REQUIRED TASKS:
**1)** According to the Aisha Nyandoro biography, in what year did she co-found Springboard to Opportunities?
**2)** Return, word for word, the part of the Aisha Nyandoro biography starting at "Aisha Nyandoro (born" and ending at "subsidized affordable housing.".

TEXT EXTRACT:
⁂
- Born: 1978/1979 (age 46–47) Mississippi, U.S.
- Education: Tennessee State University Michigan State University
- Organization(s): Springboard to Opportunities Magnolia Mother's Trust
- Website: aishanyandorospeaks.com

= Aisha Nyandoro =

Aisha Nyandoro (born ) is the founder and CEO of Springboard to Opportunities, a Mississippi-based nonprofit working to end generational poverty.

==Early life and education==
Nyandoro grew up in Mississippi. She earned a B.A. in psychology from Tennessee State University, and an M.A. and Ph.D. in Community Psychology from Michigan State University.

==Career==
In 2013, Nyandoro co-founded Springboard to Opportunities, a Jackson, Mississippi-based nonprofit organization supporting families living in subsidized affordable housing.
⁂
GIVEN DATA:
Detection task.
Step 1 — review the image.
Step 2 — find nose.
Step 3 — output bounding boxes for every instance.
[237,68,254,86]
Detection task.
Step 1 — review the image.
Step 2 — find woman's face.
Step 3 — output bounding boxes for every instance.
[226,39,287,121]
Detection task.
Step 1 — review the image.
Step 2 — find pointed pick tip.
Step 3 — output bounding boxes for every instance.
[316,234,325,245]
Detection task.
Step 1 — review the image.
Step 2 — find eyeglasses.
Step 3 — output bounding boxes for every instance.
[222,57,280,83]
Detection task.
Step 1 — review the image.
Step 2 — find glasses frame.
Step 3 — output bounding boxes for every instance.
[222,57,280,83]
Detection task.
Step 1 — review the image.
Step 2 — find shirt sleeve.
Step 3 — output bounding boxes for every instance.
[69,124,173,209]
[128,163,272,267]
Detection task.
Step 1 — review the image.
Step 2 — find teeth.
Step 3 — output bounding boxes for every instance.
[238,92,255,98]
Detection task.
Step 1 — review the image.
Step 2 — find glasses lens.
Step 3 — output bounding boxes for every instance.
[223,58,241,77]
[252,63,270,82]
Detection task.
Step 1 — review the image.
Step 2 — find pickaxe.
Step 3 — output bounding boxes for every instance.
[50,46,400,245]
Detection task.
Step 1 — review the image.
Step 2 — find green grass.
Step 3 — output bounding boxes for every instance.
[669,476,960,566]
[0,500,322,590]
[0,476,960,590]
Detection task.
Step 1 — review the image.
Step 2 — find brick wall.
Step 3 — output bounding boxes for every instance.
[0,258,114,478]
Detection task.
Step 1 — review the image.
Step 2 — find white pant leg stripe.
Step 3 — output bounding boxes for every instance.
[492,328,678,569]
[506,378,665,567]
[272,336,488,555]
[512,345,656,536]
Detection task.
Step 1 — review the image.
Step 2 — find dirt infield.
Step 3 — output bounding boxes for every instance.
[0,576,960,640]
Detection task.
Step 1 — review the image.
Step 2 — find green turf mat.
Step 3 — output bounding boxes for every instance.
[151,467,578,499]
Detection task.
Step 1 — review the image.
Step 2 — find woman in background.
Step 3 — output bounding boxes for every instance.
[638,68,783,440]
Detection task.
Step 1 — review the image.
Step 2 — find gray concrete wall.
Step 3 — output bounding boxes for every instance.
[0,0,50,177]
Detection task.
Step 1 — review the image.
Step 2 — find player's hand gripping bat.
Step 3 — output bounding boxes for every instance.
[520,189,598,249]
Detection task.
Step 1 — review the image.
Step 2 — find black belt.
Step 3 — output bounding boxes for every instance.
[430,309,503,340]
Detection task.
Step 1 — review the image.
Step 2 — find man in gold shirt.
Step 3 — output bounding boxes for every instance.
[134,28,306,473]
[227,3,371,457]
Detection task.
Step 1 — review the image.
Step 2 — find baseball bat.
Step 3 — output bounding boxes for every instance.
⁂
EXERCISE RESPONSES:
**1)** 2013

**2)**
Aisha Nyandoro (born ) is the founder and CEO of Springboard to Opportunities, a Mississippi-based nonprofit working to end generational poverty.

==Early life and education==
Nyandoro grew up in Mississippi. She earned a B.A. in psychology from Tennessee State University, and an M.A. and Ph.D. in Community Psychology from Michigan State University.

==Career==
In 2013, Nyandoro co-founded Springboard to Opportunities, a Jackson, Mississippi-based nonprofit organization supporting families living in subsidized affordable housing.